→ Page extract:
※

01 November 2010

Dogs alert Diabetes Patients when Blood Sugar is Off

USA Today


There was a time when Ashley Bogdan, 13, worried much more than a girl in middle school should have to.

She worried that her diabetes could cause her to collapse before she could inject the insulin that stabilizes her. She worried about the long-term effect on her parents, who awoke to check on her often each night to ensure she hadn't gone into diabetic coma while sleeping.

Now she has Bria, "and all that's crossed off my list of things to worry about," the spirited soccer player from Brentwood, Calif., says with a laugh. Bria, her constant-companion diabetes alert dog, was specially trained by Dogs4Diabetics, one of a handful of facilities that train such dogs. Bria signals Ashley several minutes before any symptoms — or the blood tests that she diligently conducts regularly — tell the girl she's entering the danger zone.

In the months they've been together, Bria has been alerting her "more than six times a day" when her blood sugar is starting to go off, Ashley says, helping her avoid the peaks and valleys that can, over time, cause organ damage.

Bria is one of 85 animals the non-profit D4D has placed, and several more will go to other people with diabetes this month as D4D holds its fall session this week and next.

※

→ Work to complete:
1 > In the article about diabetes alert dogs, how many animals does the text say Dogs4Diabetics has placed?
2 > Carry on the article about dogs that alert diabetes patients, picking up after its last sentence.

→ Exercise data:
※

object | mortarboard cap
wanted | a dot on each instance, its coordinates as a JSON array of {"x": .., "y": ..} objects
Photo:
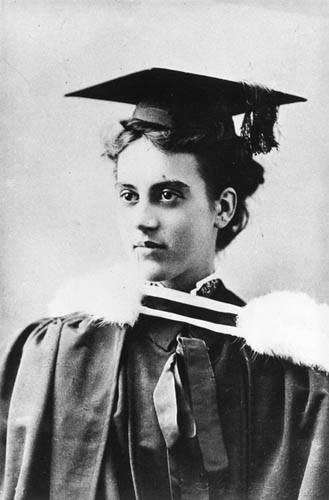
[{"x": 171, "y": 98}]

※

→ Answers for each item:
1 > 85 animals.

2 >
Applicants go through a months-long application process to get a dog (valued at about $30,000, though recipients pay only a $150 application and materials fee). The process, which includes weeks of training for the person, too, is necessary because "having a service dog is not right for every person and every profession," says Breanne Harris, assistant program director.

Moreover, getting such a dog is "not a fix-all," she says. People who have diabetes must continue to carefully monitor blood sugar, and because diabetes is "an invisible disability, the person must be comfortable advocating for himself or herself."

D4D has placed dogs with people 12 to 75 years old, including an airline mechanic and college students, and the "life change can be profound," says Harris, who has diabetes.

"Diabetics can do everything right and still these highs and lows just happen sometimes," she says. With the 20-minute warning she gets from alert dog Destiny, she has eliminated the extremes, and "you aren't knocked out for an hour" as happens when there's a large drop in blood sugar levels.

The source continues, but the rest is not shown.